▶ _Consigne 1_:
Relevez chaque ligne de la liste où figure la chaîne « blue ». La casse compte.

UNE CONSTRUCTION DE PIERRES VIVANTES

UNE CONSTRUCTION DE PIERRES VIVANTES

Lectures : Ps. 118, 13-29 ; 1 Pierre 2, 4-10 ; Luc 24,44-49

1. Pierre angulaire – pierre vivante

Pour comprendre le sens des évènements de Vendredi-St et de Pâques, pour trouver des clés de compréhension de la mission de Jésus, qui s’était terminée de manière si dramatique, les premiers chrétiens ont scruté soigneusement l’Écriture, c’est-à-dire l’Ancien Testament. Et ils ont trouvé dans le prophète Ésaïe et dans le Psaume 118 cette image de la pierre angulaire, d’abord méprisée et écartée par les maçons, puis reprise pour en faire la pierre fondamentale de la construction. Cette image leur a semblé si parlante pour exprimer le mystère de la Croix, qu’ils ont cité de nombreuses fois les textes qui y correspondent, dans le contexte de la polémique qui les opposaient aux élites juives. Jésus, la pierre rejetée par les bâtisseurs, devenue la pierre angulaire ! Jésus-Christ, pierre vivante, avec laquelle tous les chrétiens doivent entrer en conjonction, devenus eux-mêmes des pierres vivantes par la foi. Nous sommes invités nous-mêmes à entrer dans la construction pour former une Maison spirituelle, la communauté nouvelle, sacerdotale, royale, sainte, le peuple qui vit de la miséricorde de Dieu.

2. Un monde en miettes

Mais, pour que cette construction soit possible, il faut que nous soyons en contact avec la pierre vivante, que nous soyons posés sur le Christ comme notre base et fondement. Et c’est sur ce point, précisément, que nous éprouvons et partageons souvent les sentiments de nos contemporains : ce qu’ils ressentent, c’est le contraire de ce qu’affirme notre texte : il n’y a plus de fondement, et il n’y a plus de communauté.

▶ _Données_:
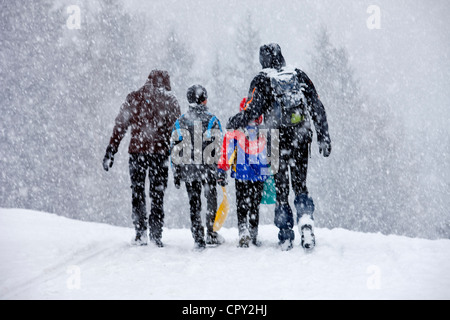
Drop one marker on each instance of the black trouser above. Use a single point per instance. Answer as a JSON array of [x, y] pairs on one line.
[[293, 168], [158, 173], [194, 190], [248, 198]]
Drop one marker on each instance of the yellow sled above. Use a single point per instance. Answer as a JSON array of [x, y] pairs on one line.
[[224, 207]]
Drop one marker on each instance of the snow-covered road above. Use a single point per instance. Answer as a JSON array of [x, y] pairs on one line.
[[44, 256]]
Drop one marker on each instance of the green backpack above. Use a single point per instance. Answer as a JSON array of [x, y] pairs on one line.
[[270, 192]]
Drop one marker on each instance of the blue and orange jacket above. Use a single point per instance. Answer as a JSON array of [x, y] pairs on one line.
[[246, 154]]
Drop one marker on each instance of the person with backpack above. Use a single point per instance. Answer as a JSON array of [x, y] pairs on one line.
[[288, 100], [151, 112], [245, 151], [195, 143]]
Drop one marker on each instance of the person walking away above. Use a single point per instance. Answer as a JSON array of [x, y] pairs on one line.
[[193, 134], [288, 100], [151, 112], [246, 152]]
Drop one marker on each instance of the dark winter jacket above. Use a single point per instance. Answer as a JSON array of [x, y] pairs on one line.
[[202, 148], [150, 112], [261, 100]]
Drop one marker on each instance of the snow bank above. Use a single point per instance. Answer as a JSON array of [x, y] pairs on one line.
[[44, 256]]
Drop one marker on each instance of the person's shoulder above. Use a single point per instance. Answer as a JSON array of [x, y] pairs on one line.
[[133, 96], [303, 76]]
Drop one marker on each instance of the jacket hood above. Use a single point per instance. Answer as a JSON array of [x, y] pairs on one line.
[[160, 79], [270, 56]]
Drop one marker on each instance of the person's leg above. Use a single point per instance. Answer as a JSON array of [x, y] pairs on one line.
[[243, 208], [284, 218], [194, 190], [304, 204], [211, 210], [256, 189], [138, 167], [158, 179]]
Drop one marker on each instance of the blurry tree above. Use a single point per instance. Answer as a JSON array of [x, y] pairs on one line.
[[361, 185]]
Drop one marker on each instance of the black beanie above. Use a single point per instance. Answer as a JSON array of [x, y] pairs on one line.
[[197, 94]]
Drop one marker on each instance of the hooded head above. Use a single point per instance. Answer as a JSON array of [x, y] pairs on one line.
[[160, 79], [270, 56], [197, 94], [244, 106]]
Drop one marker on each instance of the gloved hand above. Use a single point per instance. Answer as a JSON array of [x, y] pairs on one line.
[[177, 182], [108, 160], [325, 148]]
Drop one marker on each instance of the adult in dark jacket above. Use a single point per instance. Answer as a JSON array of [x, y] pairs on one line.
[[196, 139], [294, 142], [151, 112]]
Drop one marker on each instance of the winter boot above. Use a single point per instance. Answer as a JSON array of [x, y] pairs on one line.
[[199, 245], [141, 239], [286, 238], [244, 239], [214, 239], [308, 238], [305, 215]]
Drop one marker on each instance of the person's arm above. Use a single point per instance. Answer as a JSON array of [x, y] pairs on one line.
[[175, 139], [257, 103], [120, 129], [318, 114]]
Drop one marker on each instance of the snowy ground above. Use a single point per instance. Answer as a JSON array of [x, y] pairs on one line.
[[44, 256]]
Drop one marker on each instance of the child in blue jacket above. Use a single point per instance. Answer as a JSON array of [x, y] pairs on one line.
[[245, 152]]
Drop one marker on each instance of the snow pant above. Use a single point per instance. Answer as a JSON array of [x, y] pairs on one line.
[[248, 199], [158, 174], [194, 190], [293, 168]]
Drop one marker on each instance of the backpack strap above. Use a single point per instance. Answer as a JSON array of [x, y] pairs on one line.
[[178, 128], [211, 123]]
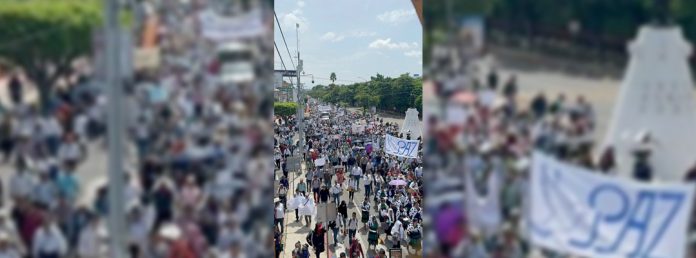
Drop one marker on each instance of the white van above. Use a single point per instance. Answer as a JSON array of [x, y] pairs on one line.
[[236, 63]]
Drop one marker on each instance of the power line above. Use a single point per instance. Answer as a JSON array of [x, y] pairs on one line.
[[284, 41], [279, 55]]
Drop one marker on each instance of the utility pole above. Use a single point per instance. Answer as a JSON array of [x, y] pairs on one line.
[[300, 100], [116, 219]]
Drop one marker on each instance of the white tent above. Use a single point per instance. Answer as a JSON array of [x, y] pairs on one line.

▶ _Consigne 2_:
Reproduisez le passage du texte sur les pierres vivantes qui va de « Mais, pour que » à « plus de communauté. ».

▶ _Réponse rédigée 1_:
Drop one marker on each instance of the blue and orange jacket above. Use a single point per instance. Answer as a JSON array of [x, y] pairs on one line.
Drop one marker on each instance of the child in blue jacket above. Use a single point per instance. Answer as a JSON array of [x, y] pairs on one line.

▶ _Réponse rédigée 2_:
Mais, pour que cette construction soit possible, il faut que nous soyons en contact avec la pierre vivante, que nous soyons posés sur le Christ comme notre base et fondement. Et c’est sur ce point, précisément, que nous éprouvons et partageons souvent les sentiments de nos contemporains : ce qu’ils ressentent, c’est le contraire de ce qu’affirme notre texte : il n’y a plus de fondement, et il n’y a plus de communauté.